### [TRY IT]
Could you return every record below word for word, leaving out the pictures?

Extracted data entries:
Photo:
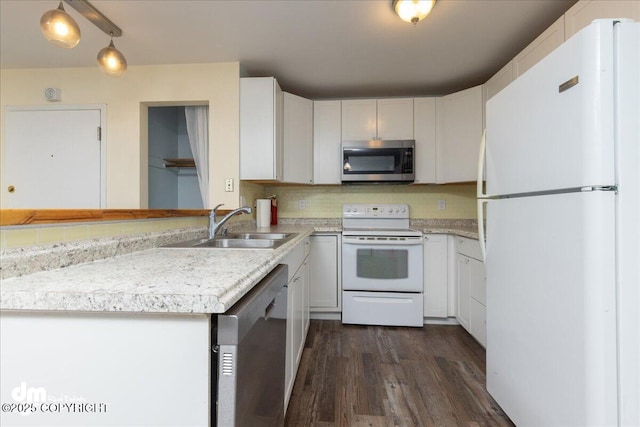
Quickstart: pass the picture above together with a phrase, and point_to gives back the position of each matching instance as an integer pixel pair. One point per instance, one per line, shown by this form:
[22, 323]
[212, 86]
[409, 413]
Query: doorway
[173, 177]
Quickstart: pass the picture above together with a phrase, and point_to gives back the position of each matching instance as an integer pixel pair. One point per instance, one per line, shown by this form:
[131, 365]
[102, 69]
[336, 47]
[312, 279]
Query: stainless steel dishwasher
[249, 350]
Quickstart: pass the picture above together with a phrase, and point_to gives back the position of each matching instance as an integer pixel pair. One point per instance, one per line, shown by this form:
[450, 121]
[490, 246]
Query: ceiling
[315, 48]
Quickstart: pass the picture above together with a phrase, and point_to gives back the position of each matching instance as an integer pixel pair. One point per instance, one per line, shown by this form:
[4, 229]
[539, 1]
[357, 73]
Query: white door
[52, 159]
[551, 308]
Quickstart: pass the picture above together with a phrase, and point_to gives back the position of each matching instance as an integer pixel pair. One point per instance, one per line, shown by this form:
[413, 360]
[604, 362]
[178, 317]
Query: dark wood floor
[387, 376]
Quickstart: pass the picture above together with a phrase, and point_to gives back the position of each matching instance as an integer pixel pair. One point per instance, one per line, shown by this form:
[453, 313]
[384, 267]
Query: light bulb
[60, 28]
[413, 11]
[112, 61]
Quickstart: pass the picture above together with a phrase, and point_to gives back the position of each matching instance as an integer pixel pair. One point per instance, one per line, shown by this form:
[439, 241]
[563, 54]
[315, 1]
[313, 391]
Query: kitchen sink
[238, 241]
[270, 236]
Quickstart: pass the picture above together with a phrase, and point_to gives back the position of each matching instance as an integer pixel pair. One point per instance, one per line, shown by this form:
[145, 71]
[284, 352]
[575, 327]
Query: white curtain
[198, 132]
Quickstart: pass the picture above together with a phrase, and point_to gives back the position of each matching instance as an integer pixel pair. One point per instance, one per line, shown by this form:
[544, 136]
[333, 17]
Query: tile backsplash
[327, 201]
[29, 235]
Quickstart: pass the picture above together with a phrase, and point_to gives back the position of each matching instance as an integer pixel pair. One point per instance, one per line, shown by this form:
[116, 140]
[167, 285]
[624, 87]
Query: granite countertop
[132, 274]
[159, 280]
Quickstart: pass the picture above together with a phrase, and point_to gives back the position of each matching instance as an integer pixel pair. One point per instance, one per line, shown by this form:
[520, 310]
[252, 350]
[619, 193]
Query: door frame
[103, 136]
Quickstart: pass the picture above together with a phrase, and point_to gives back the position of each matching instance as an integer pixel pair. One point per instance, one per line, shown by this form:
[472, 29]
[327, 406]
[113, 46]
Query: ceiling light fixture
[110, 59]
[60, 28]
[413, 11]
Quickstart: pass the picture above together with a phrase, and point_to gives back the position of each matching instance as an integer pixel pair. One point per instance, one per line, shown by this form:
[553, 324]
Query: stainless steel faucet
[215, 226]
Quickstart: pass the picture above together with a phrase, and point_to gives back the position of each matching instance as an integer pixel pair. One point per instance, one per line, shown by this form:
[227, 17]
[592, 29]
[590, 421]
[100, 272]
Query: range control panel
[400, 211]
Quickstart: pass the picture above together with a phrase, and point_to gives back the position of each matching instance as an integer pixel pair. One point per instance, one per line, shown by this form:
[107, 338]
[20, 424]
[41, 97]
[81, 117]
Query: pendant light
[112, 61]
[60, 28]
[413, 11]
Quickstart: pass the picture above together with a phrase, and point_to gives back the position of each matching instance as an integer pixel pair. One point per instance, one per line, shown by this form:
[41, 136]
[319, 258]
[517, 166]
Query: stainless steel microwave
[378, 161]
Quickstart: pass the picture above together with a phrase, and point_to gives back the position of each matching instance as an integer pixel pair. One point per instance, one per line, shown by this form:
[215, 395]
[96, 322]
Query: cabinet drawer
[468, 247]
[294, 259]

### [RESPONSE TO THE TASK]
Photo:
Quickstart: pass the picture above together with a phrase, and point_to gives back the position of each matching instance as an integer pixel pair. One point per instance, one per line, shown by this form:
[22, 323]
[212, 86]
[409, 413]
Query: doorway
[173, 177]
Quickstart: pass the picture above together with a phrase, and point_to gives back the position of each matching instance as an integer pixel pair. One point per instance, one per line, shown by this form:
[131, 365]
[102, 69]
[336, 47]
[312, 279]
Query: stainless steel dishwasher
[249, 350]
Quickstart: pass the picture above together with a phrase, and point_to gives back the position of each matching instance as an integer pixel pair. One point per instance, one per line, shown by this form:
[450, 121]
[490, 246]
Query: ceiling
[315, 48]
Quickstart: pass the picture above together with a phrase, and point_to gives back the position of each matching instance as an integer pixel pair. One point per instance, one per line, shown by this form:
[4, 229]
[539, 1]
[357, 73]
Query: white door
[52, 159]
[551, 308]
Quickstart: pass the picture above together with a phrase, and point_to gives back the position of each matching instance as an integer pixel pair. One point per instance, one per line, shown by this form:
[413, 360]
[604, 362]
[178, 317]
Query: dark wood floor
[387, 376]
Quickstart: pass the picture above together with a phrase, and point_to gives back the position of each matching instance as an integer pixel pair. One point per instance, one per line, shown by this form:
[453, 313]
[384, 267]
Query: light bulb
[60, 28]
[413, 11]
[112, 61]
Quickstart: pass the picture above together with a phrase, and point_to gives back the position of each matching instance as an integer pixel pair. One point per instance, one per line, shown by this form:
[439, 241]
[563, 54]
[315, 1]
[313, 391]
Query: kitchen sink
[238, 241]
[270, 236]
Quickstart: pass the picture above together with a phrase, and point_to gives back the position of each matching instance as an integer pixel pair. One point per instance, one per line, shown by this form:
[145, 71]
[284, 352]
[575, 327]
Query: white curtain
[198, 132]
Quickstart: pass the picture above together with a phrase, and point_to gives back the position of each matching instance as an integer pixel pair. One point per instance, one per line, shown by this form:
[544, 136]
[333, 17]
Query: tile backsplash
[327, 201]
[29, 235]
Quickstart: pass the picture above together with a phrase, and point_to gives back the position of each matching instance as an integer pixel pair. One point per instance, one per line, shown by this form:
[116, 140]
[167, 285]
[624, 87]
Query: granite countertop
[132, 274]
[159, 280]
Quickstart: pass the picture above together with a phrase, and point_to gives back the position of each matching instance as an integer pixel pair. One point per instance, one per line, shown by this form:
[520, 310]
[252, 350]
[619, 193]
Query: door frame
[103, 136]
Quickstart: pass the picture above together with a phrase, and point_to gives back the position of each matching instance as an integer pixel pair. One point per instance, one per line, shown by this form:
[472, 29]
[327, 406]
[113, 46]
Query: ceiling light fixture
[110, 59]
[60, 28]
[413, 11]
Quickstart: pass the picture above together with a phrase, and point_to gives back the position of each matching instance as an integer pixel pair. One point per instance, one per line, shown by this form:
[553, 324]
Query: stainless steel faucet
[215, 226]
Quickstart: pass the picture above together with a phrase, and point_to gives back the position of each matching instance as an integer pixel pair. One point per instance, one per line, shown by this form:
[227, 17]
[592, 29]
[590, 421]
[100, 272]
Query: range control panel
[400, 211]
Quickstart: pass the picture above together with a phrase, and point_to gives back the position of each matching instance as an integer pixel pair. One point per instance, one per line, shown by this form:
[107, 338]
[20, 424]
[41, 97]
[81, 117]
Query: pendant light
[112, 61]
[60, 28]
[413, 11]
Quickstart: pass the picture above together with a phrase, and point_to gives back the position of each matching instance as an integer pixel pair. One point per instance, one per line, shown by this form:
[41, 136]
[319, 258]
[517, 166]
Query: stainless steel microwave
[378, 161]
Quickstart: pass the picture above together with a phrase, and point_to gives back the position of each matching instance as an integer pixel pair. One point per instance, one per line, shown by this form:
[215, 395]
[96, 322]
Query: cabinet drawer
[468, 247]
[294, 259]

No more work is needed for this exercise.